■ **What you will do**
How many lines in the records contain the string "positive"? Reply with the number only.

(Exercise input Opens)

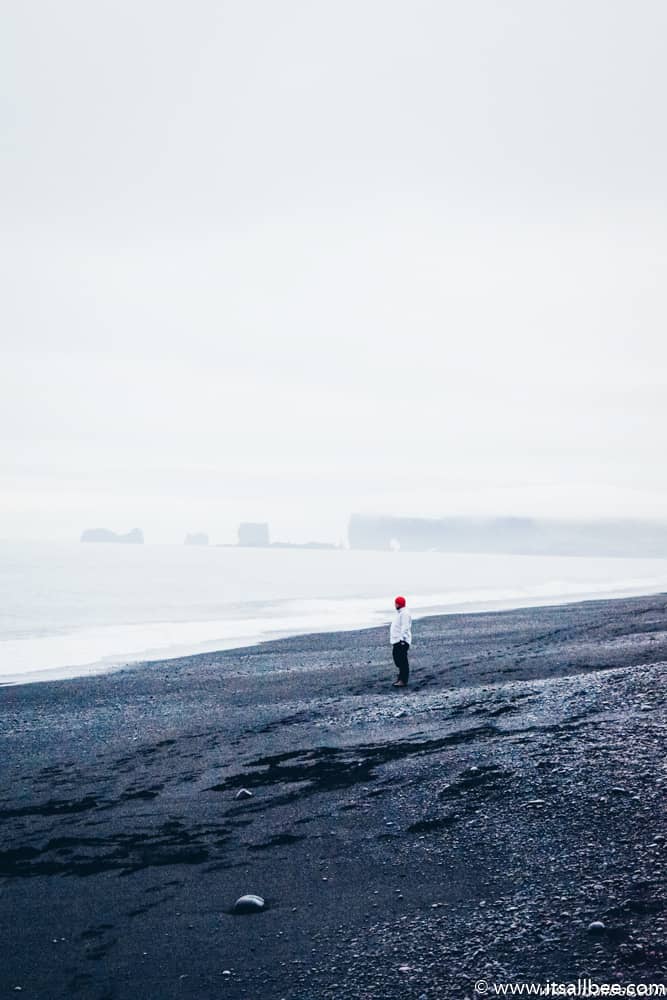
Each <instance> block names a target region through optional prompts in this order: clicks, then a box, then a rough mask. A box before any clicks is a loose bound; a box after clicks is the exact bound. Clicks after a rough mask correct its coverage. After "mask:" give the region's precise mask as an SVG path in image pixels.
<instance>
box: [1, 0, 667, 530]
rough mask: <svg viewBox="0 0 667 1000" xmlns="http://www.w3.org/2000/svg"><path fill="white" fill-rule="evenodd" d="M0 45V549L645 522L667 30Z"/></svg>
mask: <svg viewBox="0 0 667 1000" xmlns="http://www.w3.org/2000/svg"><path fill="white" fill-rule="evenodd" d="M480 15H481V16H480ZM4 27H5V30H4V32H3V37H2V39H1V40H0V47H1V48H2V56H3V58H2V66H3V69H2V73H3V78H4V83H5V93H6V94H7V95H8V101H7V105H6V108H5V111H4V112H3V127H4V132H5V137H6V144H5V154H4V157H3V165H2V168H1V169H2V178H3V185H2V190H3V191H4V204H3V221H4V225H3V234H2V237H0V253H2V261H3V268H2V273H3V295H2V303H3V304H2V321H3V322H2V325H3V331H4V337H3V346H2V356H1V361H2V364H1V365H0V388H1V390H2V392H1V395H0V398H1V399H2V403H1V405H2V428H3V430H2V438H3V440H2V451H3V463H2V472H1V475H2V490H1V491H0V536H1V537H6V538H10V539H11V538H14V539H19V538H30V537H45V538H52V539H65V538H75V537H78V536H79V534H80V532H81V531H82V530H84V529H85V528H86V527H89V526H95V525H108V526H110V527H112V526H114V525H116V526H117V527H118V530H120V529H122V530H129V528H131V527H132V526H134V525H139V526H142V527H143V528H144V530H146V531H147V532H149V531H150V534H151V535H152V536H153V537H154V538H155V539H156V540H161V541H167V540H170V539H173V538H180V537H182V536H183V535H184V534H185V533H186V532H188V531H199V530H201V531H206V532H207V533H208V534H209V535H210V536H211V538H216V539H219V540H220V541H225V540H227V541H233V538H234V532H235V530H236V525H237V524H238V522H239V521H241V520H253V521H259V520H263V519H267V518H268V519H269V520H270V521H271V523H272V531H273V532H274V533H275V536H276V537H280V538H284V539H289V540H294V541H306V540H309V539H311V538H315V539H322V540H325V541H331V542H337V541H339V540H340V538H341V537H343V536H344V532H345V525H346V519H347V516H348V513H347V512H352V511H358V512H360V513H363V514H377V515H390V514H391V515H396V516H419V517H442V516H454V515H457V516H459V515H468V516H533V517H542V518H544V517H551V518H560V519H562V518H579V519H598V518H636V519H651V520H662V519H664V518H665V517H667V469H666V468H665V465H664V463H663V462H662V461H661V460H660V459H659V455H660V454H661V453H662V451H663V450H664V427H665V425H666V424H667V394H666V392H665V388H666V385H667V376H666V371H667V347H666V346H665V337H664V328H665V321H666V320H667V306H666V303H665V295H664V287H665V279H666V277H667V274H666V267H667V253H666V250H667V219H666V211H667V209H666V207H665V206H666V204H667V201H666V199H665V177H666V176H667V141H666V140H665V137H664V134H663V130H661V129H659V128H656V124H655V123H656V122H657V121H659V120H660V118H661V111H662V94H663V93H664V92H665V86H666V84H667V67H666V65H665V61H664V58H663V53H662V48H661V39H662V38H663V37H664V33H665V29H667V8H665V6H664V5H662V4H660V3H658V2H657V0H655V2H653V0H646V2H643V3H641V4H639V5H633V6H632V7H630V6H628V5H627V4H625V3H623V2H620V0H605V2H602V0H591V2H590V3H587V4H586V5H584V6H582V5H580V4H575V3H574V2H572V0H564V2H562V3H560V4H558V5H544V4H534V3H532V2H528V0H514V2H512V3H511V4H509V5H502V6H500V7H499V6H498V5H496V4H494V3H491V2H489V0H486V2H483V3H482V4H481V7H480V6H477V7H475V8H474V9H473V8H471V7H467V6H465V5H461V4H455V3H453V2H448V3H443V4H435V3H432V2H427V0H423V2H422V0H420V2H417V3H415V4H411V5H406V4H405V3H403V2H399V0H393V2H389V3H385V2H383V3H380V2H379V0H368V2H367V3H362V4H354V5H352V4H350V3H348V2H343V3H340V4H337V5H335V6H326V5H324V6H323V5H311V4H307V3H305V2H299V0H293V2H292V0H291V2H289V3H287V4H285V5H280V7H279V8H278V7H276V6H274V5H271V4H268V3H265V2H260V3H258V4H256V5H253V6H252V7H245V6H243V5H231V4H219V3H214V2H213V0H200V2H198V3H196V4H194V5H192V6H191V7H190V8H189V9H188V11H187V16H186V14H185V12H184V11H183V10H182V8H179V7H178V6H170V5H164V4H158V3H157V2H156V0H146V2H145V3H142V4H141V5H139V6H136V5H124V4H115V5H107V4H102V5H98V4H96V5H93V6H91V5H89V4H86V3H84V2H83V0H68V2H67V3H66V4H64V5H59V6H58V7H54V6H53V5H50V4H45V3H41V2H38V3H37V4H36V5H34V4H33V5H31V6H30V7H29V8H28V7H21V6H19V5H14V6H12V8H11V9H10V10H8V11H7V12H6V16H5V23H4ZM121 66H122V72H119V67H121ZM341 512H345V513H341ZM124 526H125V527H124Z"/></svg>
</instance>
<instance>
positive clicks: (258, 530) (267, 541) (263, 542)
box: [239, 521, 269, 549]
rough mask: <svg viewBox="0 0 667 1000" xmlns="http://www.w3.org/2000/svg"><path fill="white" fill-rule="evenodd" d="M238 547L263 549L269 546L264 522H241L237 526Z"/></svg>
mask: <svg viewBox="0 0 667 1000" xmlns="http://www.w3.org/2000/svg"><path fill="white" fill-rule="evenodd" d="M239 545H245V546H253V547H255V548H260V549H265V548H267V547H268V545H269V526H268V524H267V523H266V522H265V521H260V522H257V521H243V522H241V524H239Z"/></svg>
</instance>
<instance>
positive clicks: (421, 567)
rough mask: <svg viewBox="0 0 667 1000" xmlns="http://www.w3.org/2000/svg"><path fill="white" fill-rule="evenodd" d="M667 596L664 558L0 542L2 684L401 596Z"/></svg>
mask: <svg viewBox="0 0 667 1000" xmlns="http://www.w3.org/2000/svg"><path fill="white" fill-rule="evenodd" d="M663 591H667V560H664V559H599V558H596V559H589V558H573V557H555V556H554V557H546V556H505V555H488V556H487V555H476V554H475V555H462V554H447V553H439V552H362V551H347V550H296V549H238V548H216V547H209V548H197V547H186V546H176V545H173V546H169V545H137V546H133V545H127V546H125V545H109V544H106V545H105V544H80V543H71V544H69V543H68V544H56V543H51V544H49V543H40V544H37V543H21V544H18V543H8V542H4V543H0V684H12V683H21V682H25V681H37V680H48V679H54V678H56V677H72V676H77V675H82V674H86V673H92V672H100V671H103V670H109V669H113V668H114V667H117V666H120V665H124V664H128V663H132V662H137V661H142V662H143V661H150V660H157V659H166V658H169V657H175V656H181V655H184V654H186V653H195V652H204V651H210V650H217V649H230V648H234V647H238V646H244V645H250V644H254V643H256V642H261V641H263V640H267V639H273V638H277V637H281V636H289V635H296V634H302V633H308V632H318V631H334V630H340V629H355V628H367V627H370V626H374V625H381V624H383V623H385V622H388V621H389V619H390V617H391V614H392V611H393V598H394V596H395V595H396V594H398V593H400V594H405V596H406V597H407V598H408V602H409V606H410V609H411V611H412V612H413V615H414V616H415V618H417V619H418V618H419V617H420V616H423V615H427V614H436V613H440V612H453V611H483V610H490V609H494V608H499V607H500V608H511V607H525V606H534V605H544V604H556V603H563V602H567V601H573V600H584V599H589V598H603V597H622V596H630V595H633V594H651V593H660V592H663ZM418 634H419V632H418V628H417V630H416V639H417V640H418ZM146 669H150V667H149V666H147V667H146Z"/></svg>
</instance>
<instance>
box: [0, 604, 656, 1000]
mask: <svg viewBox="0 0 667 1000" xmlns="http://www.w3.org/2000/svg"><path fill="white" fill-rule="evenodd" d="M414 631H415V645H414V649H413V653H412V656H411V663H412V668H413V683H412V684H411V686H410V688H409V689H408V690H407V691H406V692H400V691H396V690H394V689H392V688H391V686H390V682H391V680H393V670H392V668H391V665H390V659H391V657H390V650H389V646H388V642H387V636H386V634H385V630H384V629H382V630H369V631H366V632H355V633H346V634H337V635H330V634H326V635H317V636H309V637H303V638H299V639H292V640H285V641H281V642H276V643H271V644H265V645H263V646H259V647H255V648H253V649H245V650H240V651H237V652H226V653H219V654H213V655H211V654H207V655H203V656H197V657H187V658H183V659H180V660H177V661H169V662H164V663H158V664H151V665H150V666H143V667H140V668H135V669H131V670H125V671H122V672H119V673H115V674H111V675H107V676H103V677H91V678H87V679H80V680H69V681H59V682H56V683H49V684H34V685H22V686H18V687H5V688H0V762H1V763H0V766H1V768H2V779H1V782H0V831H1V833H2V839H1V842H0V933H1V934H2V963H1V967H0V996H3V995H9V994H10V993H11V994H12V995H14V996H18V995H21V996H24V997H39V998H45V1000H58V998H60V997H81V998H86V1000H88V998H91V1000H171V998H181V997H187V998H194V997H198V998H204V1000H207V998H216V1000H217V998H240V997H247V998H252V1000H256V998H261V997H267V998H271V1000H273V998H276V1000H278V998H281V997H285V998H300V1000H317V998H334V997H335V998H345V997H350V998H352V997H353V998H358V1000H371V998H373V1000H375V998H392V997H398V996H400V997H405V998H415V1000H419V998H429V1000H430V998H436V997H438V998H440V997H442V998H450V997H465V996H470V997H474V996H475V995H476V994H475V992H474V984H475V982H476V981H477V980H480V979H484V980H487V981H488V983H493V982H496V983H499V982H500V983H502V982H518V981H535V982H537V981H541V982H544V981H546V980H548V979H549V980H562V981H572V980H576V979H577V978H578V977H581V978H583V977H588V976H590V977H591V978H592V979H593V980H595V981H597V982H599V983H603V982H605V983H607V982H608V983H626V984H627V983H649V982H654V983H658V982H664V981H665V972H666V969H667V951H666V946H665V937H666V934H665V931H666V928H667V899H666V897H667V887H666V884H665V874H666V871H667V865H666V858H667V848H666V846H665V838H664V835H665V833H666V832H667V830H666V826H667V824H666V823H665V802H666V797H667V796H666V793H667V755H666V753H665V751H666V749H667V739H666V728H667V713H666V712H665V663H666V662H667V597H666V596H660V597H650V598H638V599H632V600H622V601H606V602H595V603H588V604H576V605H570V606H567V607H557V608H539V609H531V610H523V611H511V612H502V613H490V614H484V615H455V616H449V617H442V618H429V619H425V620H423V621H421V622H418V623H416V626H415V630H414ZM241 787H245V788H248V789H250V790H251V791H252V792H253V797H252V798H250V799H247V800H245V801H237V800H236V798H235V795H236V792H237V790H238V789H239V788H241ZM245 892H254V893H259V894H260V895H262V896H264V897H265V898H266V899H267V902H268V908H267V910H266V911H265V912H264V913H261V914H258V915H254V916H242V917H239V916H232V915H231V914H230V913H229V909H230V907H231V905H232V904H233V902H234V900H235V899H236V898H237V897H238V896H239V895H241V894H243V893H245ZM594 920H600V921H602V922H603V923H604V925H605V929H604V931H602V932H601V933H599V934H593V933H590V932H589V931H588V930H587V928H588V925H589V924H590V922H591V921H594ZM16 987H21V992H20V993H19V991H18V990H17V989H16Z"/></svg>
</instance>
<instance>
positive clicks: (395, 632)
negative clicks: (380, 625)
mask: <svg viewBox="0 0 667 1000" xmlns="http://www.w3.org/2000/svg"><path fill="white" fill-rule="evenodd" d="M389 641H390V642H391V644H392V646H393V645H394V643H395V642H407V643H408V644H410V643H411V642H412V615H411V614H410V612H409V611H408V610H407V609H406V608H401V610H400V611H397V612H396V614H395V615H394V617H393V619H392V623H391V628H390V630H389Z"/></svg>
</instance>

(Exercise input Closes)

■ **Your response**
3